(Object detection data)
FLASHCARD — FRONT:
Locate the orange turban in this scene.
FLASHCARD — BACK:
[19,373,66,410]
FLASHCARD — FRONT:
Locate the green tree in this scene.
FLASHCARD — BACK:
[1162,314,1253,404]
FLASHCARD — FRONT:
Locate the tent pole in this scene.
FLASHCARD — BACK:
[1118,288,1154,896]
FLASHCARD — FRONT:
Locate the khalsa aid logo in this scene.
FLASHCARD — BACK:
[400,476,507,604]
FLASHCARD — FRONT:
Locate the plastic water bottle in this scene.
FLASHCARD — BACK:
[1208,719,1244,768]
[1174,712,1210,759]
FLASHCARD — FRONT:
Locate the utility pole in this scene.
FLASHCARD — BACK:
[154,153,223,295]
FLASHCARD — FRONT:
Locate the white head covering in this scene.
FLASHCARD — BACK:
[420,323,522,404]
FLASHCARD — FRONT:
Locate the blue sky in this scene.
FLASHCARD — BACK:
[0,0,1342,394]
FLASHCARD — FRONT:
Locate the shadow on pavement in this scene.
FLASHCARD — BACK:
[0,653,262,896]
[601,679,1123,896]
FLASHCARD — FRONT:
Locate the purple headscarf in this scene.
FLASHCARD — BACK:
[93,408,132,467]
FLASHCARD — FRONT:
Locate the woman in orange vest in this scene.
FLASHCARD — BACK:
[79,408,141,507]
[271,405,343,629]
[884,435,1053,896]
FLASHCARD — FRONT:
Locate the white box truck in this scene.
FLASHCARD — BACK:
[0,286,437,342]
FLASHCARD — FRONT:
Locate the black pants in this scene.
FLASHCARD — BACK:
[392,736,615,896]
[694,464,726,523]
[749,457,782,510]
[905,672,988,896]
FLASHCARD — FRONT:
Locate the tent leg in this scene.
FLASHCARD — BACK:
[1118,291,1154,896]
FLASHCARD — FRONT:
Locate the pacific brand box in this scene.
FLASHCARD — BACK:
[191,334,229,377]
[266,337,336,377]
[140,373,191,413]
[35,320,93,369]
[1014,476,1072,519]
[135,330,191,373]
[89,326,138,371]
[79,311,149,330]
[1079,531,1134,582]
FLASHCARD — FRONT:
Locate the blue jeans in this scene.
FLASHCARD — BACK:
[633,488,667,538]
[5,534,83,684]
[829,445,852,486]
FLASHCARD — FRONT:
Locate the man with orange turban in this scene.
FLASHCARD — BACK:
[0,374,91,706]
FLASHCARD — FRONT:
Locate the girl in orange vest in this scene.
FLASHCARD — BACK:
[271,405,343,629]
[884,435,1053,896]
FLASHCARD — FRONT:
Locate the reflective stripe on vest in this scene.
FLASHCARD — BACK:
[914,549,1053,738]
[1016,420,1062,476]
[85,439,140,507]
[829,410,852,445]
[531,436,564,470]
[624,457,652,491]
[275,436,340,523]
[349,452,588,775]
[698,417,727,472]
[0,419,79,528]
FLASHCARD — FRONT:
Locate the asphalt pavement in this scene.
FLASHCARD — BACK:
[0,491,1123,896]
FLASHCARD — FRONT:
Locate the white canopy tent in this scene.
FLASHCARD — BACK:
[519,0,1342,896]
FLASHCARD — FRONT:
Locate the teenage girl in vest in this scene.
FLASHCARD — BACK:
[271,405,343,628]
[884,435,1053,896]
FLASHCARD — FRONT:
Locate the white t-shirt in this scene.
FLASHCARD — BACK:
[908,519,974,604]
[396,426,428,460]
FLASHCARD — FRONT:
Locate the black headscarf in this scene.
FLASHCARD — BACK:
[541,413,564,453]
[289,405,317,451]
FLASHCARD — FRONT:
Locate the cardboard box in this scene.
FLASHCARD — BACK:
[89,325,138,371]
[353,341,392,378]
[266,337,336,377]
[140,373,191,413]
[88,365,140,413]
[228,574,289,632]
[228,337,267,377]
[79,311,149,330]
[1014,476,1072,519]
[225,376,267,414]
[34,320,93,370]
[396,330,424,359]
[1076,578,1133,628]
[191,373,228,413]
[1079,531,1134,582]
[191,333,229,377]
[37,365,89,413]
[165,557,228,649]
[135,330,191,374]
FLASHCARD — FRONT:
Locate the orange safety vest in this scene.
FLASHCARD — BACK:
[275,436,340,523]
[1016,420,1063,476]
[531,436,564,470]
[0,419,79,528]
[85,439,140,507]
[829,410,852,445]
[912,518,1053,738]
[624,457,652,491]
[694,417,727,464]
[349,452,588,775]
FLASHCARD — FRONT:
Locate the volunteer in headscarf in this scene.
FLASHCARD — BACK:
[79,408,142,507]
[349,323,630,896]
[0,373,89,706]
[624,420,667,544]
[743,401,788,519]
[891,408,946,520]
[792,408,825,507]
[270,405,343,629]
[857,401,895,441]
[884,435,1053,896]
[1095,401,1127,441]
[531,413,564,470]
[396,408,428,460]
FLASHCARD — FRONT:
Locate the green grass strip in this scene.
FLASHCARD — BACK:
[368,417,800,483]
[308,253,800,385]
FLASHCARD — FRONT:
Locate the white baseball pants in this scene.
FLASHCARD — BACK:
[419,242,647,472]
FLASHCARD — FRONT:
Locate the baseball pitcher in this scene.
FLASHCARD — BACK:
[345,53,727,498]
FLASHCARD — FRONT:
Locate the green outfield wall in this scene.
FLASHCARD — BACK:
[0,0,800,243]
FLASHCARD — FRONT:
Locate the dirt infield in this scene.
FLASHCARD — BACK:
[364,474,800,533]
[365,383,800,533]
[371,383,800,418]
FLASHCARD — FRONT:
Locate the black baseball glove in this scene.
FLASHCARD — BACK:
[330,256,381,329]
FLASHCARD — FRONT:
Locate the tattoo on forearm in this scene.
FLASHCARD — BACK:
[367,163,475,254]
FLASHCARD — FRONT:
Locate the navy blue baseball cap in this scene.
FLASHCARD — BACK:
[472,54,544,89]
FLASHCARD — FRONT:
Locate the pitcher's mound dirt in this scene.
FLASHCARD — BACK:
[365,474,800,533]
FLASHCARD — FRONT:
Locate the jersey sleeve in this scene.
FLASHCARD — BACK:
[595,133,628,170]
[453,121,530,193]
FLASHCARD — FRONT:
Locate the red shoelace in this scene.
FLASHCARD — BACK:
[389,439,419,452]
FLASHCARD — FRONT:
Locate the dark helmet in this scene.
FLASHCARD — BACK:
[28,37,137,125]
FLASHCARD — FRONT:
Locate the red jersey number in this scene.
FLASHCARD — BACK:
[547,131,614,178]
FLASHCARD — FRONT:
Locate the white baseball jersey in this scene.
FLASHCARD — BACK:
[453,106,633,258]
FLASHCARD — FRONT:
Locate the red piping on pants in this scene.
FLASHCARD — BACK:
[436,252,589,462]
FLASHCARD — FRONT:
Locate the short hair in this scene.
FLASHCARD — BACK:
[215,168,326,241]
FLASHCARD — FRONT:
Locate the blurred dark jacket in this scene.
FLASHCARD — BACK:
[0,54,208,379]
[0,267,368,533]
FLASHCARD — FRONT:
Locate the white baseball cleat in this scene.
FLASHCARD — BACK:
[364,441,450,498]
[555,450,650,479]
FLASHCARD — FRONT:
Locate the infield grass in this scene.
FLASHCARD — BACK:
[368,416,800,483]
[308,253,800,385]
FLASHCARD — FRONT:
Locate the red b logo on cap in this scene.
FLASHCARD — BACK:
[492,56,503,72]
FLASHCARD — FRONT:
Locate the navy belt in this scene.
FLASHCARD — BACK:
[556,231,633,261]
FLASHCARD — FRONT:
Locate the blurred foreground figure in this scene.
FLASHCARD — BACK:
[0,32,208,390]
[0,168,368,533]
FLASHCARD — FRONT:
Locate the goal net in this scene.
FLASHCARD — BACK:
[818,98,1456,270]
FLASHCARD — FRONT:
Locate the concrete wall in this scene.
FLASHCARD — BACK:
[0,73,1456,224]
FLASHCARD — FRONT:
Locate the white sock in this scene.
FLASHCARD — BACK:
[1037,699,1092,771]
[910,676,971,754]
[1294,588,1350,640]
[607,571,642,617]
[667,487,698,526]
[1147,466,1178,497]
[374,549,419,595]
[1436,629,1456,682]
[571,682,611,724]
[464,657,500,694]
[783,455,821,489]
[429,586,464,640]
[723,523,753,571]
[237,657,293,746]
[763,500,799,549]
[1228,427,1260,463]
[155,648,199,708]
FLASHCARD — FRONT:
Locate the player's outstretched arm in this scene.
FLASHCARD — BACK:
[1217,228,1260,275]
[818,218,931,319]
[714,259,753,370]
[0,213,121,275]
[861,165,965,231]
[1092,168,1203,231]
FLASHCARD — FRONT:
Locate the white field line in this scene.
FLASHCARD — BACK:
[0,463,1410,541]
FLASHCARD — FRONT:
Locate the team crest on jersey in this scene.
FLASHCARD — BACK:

**Prompt**. Transcribe the lines, starting at the first line and ending at the line containing "[1118,288,1154,896]", with both of those lines included.

**Finished answer**.
FLASHCARD — FRONT:
Locate the orange turban in this scene.
FLASHCARD — BACK:
[19,373,66,410]
FLASHCARD — FRONT:
Locate the green tree in this scene.
FLASHCARD — BACK:
[1162,314,1253,404]
FLASHCARD — FRONT:
Locate the tent pole in this scene.
FLASHCARD — BACK:
[1118,288,1154,896]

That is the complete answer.